- [INPUT FOR THIS TASK]

★ ★ ★ ★ ★

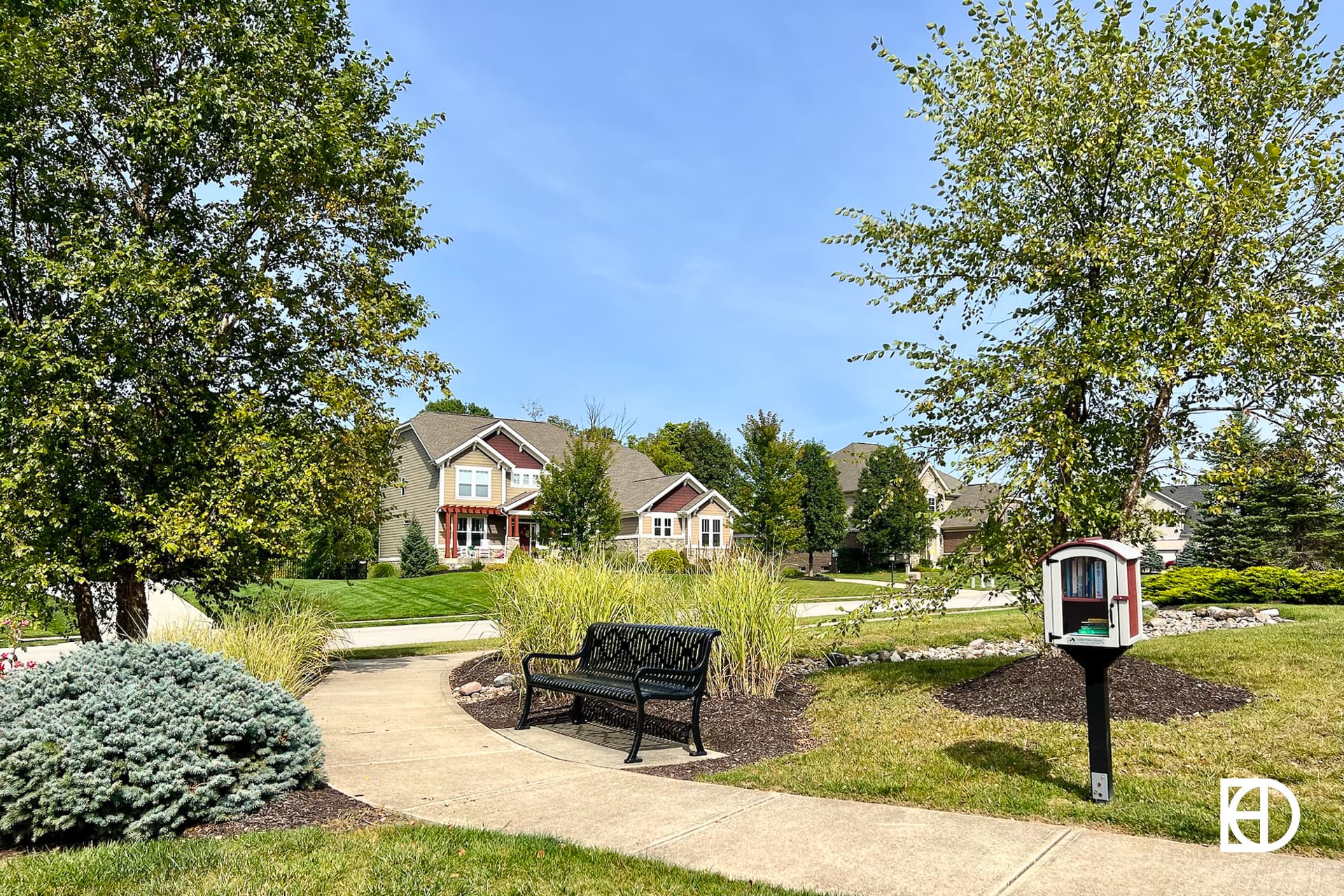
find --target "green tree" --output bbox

★ ★ ★ ★ ★

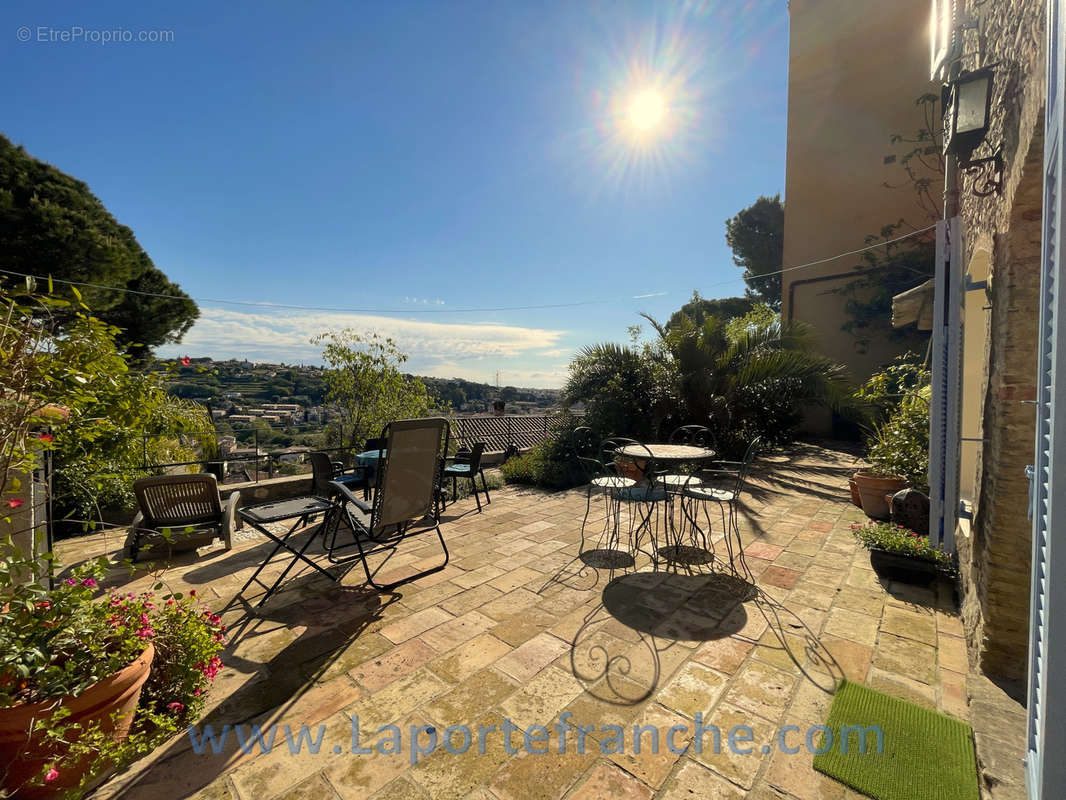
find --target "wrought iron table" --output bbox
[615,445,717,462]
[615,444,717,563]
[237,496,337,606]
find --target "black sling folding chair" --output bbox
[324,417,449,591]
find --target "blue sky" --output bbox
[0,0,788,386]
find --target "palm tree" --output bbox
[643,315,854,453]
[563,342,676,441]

★ ★ ★ ★ ★

- [DO THIS] How many lines in the material above contain the string "output"? Reply with the number alone.

- [ANSWER TO THE EXERCISE] 5